[Saved entries]
★ ★ ★ ★ ★
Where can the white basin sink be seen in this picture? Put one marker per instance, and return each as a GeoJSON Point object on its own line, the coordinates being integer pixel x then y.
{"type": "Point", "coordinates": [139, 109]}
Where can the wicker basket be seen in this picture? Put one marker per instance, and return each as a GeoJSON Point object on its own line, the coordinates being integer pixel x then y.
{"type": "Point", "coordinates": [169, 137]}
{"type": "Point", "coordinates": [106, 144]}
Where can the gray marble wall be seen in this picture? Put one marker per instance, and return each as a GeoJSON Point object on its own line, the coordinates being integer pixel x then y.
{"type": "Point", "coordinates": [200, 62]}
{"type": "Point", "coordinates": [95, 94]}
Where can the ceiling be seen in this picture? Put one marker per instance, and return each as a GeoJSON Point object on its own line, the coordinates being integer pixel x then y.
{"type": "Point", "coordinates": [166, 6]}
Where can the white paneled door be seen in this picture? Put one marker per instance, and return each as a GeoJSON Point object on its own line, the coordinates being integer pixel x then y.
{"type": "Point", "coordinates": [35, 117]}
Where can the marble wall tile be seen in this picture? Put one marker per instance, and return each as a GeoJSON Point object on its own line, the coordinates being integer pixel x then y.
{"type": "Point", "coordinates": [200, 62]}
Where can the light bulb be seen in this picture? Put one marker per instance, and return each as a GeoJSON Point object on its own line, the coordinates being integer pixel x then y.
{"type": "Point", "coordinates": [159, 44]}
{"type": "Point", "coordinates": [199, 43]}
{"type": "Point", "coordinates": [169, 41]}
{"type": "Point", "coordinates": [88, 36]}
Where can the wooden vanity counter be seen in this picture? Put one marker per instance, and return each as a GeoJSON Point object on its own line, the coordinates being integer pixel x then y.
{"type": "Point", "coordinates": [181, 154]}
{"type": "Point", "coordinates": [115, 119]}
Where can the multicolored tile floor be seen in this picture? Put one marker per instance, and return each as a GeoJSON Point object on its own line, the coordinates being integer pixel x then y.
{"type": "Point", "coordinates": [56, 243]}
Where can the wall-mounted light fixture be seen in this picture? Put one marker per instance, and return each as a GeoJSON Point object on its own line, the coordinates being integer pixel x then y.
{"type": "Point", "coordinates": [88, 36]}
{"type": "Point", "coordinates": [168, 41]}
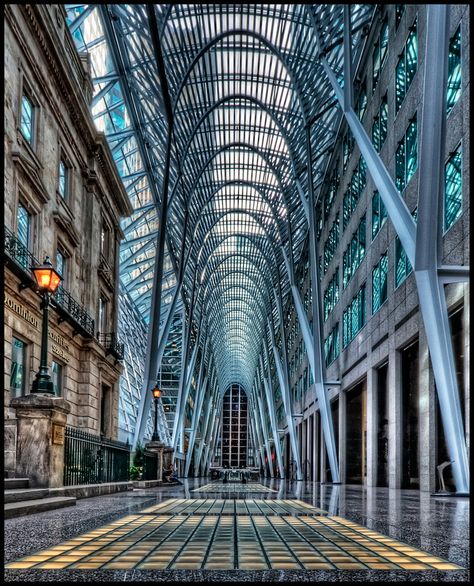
★ ★ ★ ★ ★
:: What to do ::
Your copy should match the records above exactly, except that it contains no pictures.

:: Exercise response ::
Where can the white basin sink be seen in this picture? Put one marker per instance, and return each as a GeoJSON Point object on its own line, the coordinates being integer pixel x then y.
{"type": "Point", "coordinates": [139, 109]}
Where can the wicker basket be seen in this picture? Put one marker per instance, and return each as a GeoJSON Point object on its own line, the coordinates being integer pixel x then y.
{"type": "Point", "coordinates": [169, 137]}
{"type": "Point", "coordinates": [106, 144]}
Where can the gray marble wall be seen in this picture? Put one marker per instance, and return each as a GeoJSON Point object on its own line, the coordinates being integer pixel x then y.
{"type": "Point", "coordinates": [200, 62]}
{"type": "Point", "coordinates": [95, 94]}
Where can the ceiling be seen in this picture? Put one marker per instance, and return each as a GeoJSON Point object on its own line, the coordinates being integer pixel x then y.
{"type": "Point", "coordinates": [166, 6]}
Where can the white paneled door be seen in this picture? Put one marker per instance, and return each as a GeoJSON Point object on its own line, the coordinates being integer pixel x then y.
{"type": "Point", "coordinates": [35, 117]}
Where can the marble wall tile be seen in this picture? Put one marker per instance, and return each as a GeoJSON Point object on its own line, the coordinates being integer pixel x then y.
{"type": "Point", "coordinates": [200, 62]}
Where can the light bulb be seen in this picture? Put one marker per instance, and return each as a GeoJSON Point object on its own line, the coordinates being integer pixel x then y.
{"type": "Point", "coordinates": [159, 44]}
{"type": "Point", "coordinates": [199, 43]}
{"type": "Point", "coordinates": [169, 41]}
{"type": "Point", "coordinates": [88, 36]}
Where can the wooden vanity counter be seen in this picture? Put one marker per instance, and return each as a GeoJSON Point object on its own line, the coordinates being integer pixel x then y.
{"type": "Point", "coordinates": [181, 154]}
{"type": "Point", "coordinates": [115, 119]}
Where can the multicolored tile floor be seen in this picture? Put one marker per instance, and return each as a GeoJSON Point object on its own line, the coordinates being integer pixel x then y.
{"type": "Point", "coordinates": [56, 243]}
Where can the wall-mounted light fixture be seen in this picture? Put one marker per instance, and return each as a GeoJSON Point object on its own line, the coordinates being integer pixel x then y.
{"type": "Point", "coordinates": [88, 36]}
{"type": "Point", "coordinates": [168, 41]}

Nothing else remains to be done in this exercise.